PROMPT:
The reply should repeat all of the data word for word, with no pictures.

:: ENTRIES PROVIDED

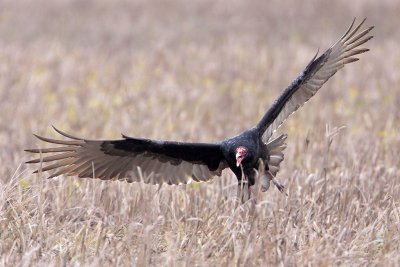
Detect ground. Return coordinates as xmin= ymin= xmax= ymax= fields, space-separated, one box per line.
xmin=0 ymin=0 xmax=399 ymax=265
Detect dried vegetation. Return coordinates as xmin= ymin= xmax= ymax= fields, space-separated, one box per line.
xmin=0 ymin=0 xmax=399 ymax=265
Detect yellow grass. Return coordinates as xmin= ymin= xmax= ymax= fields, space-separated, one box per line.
xmin=1 ymin=0 xmax=399 ymax=265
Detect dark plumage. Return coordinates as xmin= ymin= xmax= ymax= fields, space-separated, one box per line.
xmin=25 ymin=19 xmax=373 ymax=202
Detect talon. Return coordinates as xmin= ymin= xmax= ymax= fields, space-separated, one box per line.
xmin=266 ymin=170 xmax=287 ymax=195
xmin=272 ymin=178 xmax=285 ymax=192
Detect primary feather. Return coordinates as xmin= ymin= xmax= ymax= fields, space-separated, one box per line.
xmin=27 ymin=126 xmax=227 ymax=185
xmin=257 ymin=18 xmax=373 ymax=141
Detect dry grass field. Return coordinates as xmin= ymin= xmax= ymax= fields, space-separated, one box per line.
xmin=1 ymin=0 xmax=399 ymax=266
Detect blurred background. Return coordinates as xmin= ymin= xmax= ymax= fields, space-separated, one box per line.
xmin=1 ymin=0 xmax=398 ymax=162
xmin=0 ymin=0 xmax=399 ymax=265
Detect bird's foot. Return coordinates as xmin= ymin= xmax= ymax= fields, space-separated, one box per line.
xmin=272 ymin=177 xmax=285 ymax=193
xmin=266 ymin=170 xmax=287 ymax=195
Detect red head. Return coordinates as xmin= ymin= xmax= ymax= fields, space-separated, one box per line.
xmin=235 ymin=146 xmax=248 ymax=167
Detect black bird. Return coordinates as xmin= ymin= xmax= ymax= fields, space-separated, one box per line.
xmin=26 ymin=19 xmax=373 ymax=202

::::

RESPONSE AREA:
Detect ground. Return coordinates as xmin= ymin= xmax= ymax= fields, space-separated, one box per line.
xmin=0 ymin=0 xmax=399 ymax=265
Detect dried vegetation. Return coordinates as xmin= ymin= xmax= ymax= fields, space-separated, one box per line.
xmin=0 ymin=0 xmax=399 ymax=265
Detect yellow grass. Return coordinates as xmin= ymin= xmax= ymax= fields, space-separated, one box per line.
xmin=1 ymin=0 xmax=399 ymax=265
Detect dark plumage. Return coordinates as xmin= ymin= xmax= ymax= fields, space-separated, one box per line.
xmin=25 ymin=19 xmax=373 ymax=202
Detect talon. Return coordinates as xmin= ymin= xmax= ymax= fields, space-separated, one box per line.
xmin=266 ymin=170 xmax=287 ymax=195
xmin=272 ymin=178 xmax=285 ymax=192
Detect primary feather. Return coordinates as xmin= ymin= xmax= ymax= fields, space-separated, one box per line.
xmin=27 ymin=126 xmax=227 ymax=185
xmin=257 ymin=18 xmax=373 ymax=141
Detect dry grass field. Return coordinates as xmin= ymin= xmax= ymax= fields, space-separated, one box per line.
xmin=1 ymin=0 xmax=399 ymax=266
Detect blurred background. Return coordinates as xmin= ymin= xmax= ymax= fields, space-separated, one box per line.
xmin=1 ymin=0 xmax=398 ymax=162
xmin=0 ymin=0 xmax=399 ymax=265
Detect bird's foot. Return coordinates as xmin= ymin= xmax= ymax= fields, space-separated, one box per line.
xmin=272 ymin=177 xmax=285 ymax=193
xmin=266 ymin=170 xmax=287 ymax=195
Detect red head. Return coordinates as xmin= ymin= xmax= ymax= fields, space-separated, one box per line.
xmin=235 ymin=146 xmax=248 ymax=167
Detect black bird. Return coordinates as xmin= ymin= xmax= ymax= fields, space-separated, one box per line.
xmin=26 ymin=19 xmax=373 ymax=202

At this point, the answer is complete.